Passage for review:

------------------------------------

Loblaw shows why OpenAI is selling workflow speed, not model hype
AI tools are entering retail digital teams through code, visuals, and e-commerce iteration.📷 AI-generated image / TECH&SPACE
- ★OpenAI’s video presents Loblaw’s Lauren Steinberg as a customer example for Codex and ChatGPT Images 2.0.
- ★The acceleration claim comes from an executive testimonial, not from an independent benchmark or public methodology.
- ★The story matters because it places generative AI inside real retail workflows, from code to visual assets and customer experience.
OpenAI published a short video on May 29, 2026 featuring Lauren Steinberg, Chief Digital Officer at Loblaw Companies Limited, describing how her team uses Codex and ChatGPT Images 2.0 in digital retail work. The source is OpenAI’s own YouTube video, so this should be read as an official customer example, not as an independent performance study.
The key line is operational. Steinberg says some work is now taking “minutes and hours” instead of “weeks and months” for teams to complete. That is a sharp claim, but the video does not provide a public methodology, task list, sample size, or before-and-after measurement. It is useful as a signal of adoption and workflow pressure, not as proof of a universal productivity multiplier.
Loblaw matters because it is not a narrow AI demo shop or a small startup. It is Canada’s largest retailer, which means digital teams operate across many layers: internal software, e-commerce surfaces, campaign assets, customer-facing experiences, and the constraints of a large operating business. In that setting, tools such as Codex and image generation are not interesting only because they can write code or create visuals faster. They matter if they shorten the distance between an idea, a working prototype, and something a real team can review.
A short OpenAI video features Lauren Steinberg from Canada’s largest retailer describing tools that compress weeks of team work into hours.
Codex and image generation mainly change prototyping speed, not review responsibility.📷 AI-generated image / TECH&SPACE
Codex is positioned here as the development-side tool: a way to move from requirements to code, automation, and technical iteration faster. ChatGPT Images 2.0 sits on the visual side of the same workflow problem. In retail, that can mean faster campaign drafts, interface concepts, or creative variants that teams can evaluate before committing to full production. OpenAI explicitly frames the post around e-commerce, which is more important than the casual “crazy models” headline tone.
The limits are just as important. Speeding up one task inside a large company does not automatically speed up the whole organization. Legal review, data security, brand rules, integrations, and accountability for customer experience remain real bottlenecks. If AI reduces prototype time but increases review burden or creates unclear ownership over outputs, some of the gain can disappear elsewhere in the process.
What the video does show clearly is a shift in how generative AI is being sold and evaluated. The conversation is moving away from isolated demos and toward executives talking about workflows, delivery speed, and customer experience. With OpenAI as the source and Loblaw Companies Limited as the corporate context, the real story is where the next phase of AI adoption is being tested: not inside a single prompt, but inside work that already has deadlines, owners, controls, and consequences.

------------------------------------

Data under study:
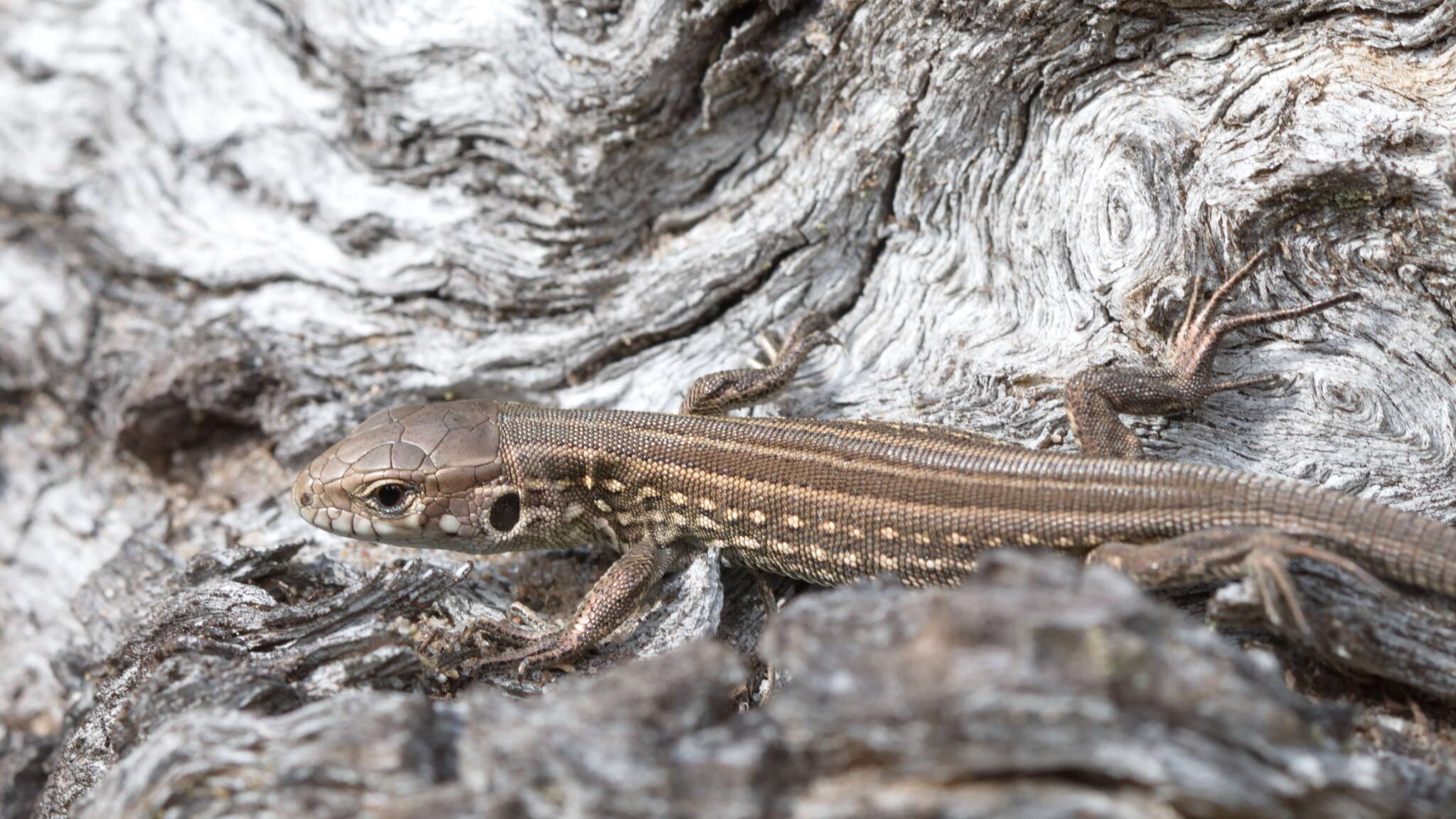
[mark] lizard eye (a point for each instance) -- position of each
(390, 499)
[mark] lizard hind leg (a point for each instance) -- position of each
(732, 390)
(1097, 395)
(1214, 556)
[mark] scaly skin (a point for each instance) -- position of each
(832, 502)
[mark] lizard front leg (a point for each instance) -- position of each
(732, 390)
(1097, 395)
(606, 606)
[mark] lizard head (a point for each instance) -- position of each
(418, 476)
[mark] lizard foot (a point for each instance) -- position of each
(1228, 554)
(732, 390)
(1096, 397)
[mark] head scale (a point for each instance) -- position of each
(421, 476)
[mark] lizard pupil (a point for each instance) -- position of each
(389, 496)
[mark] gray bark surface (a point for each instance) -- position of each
(232, 230)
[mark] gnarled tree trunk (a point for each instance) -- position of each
(232, 230)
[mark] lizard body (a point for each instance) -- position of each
(835, 500)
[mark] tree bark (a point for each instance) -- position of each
(233, 230)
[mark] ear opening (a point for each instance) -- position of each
(505, 512)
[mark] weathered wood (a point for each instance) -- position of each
(232, 230)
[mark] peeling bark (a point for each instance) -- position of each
(232, 230)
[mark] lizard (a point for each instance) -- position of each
(832, 502)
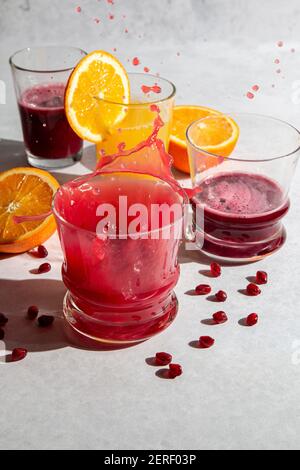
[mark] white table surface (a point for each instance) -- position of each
(241, 394)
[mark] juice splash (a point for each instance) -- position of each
(137, 125)
(121, 287)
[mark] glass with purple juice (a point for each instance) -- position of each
(239, 201)
(40, 77)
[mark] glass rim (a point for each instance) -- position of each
(117, 237)
(146, 103)
(246, 160)
(35, 48)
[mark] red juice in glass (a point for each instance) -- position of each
(242, 215)
(47, 133)
(120, 275)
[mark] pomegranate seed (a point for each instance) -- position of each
(18, 354)
(221, 296)
(175, 370)
(42, 252)
(32, 312)
(203, 289)
(3, 319)
(206, 342)
(253, 289)
(45, 320)
(252, 319)
(163, 359)
(261, 277)
(220, 317)
(215, 269)
(44, 268)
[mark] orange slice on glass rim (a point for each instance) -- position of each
(94, 95)
(219, 134)
(25, 192)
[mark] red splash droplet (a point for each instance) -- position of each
(154, 108)
(121, 147)
(136, 61)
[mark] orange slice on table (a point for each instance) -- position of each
(218, 136)
(95, 87)
(25, 192)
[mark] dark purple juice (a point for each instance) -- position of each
(47, 133)
(242, 215)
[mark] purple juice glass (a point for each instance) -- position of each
(40, 77)
(240, 199)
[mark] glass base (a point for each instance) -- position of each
(132, 331)
(53, 163)
(239, 253)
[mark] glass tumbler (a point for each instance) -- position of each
(240, 200)
(136, 124)
(40, 76)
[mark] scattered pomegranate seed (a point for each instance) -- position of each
(206, 342)
(221, 296)
(252, 319)
(163, 359)
(32, 312)
(203, 289)
(220, 317)
(215, 269)
(261, 277)
(175, 370)
(3, 319)
(42, 252)
(253, 289)
(44, 268)
(18, 354)
(136, 61)
(45, 320)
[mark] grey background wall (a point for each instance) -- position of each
(214, 50)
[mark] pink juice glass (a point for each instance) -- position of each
(120, 275)
(240, 200)
(40, 77)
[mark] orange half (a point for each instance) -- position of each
(218, 134)
(25, 192)
(96, 86)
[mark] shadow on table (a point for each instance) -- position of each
(48, 295)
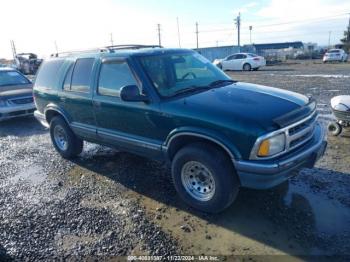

------------------------------------

Tasks to complete:
a) According to the Loblaw article, what position does Lauren Steinberg hold?
b) Write out the part of the Loblaw article that begins at the words "- ★The acceleration" and stops after "assets and customer experience.".
c) List every bottleneck that the Loblaw article says remains real when a single task speeds up inside a large company.

Replies:
a) Chief Digital Officer at Loblaw Companies Limited

b)
- ★The acceleration claim comes from an executive testimonial, not from an independent benchmark or public methodology.
- ★The story matters because it places generative AI inside real retail workflows, from code to visual assets and customer experience.

c)
- Legal review
- Data security
- Brand rules
- Integrations
- Accountability for customer experience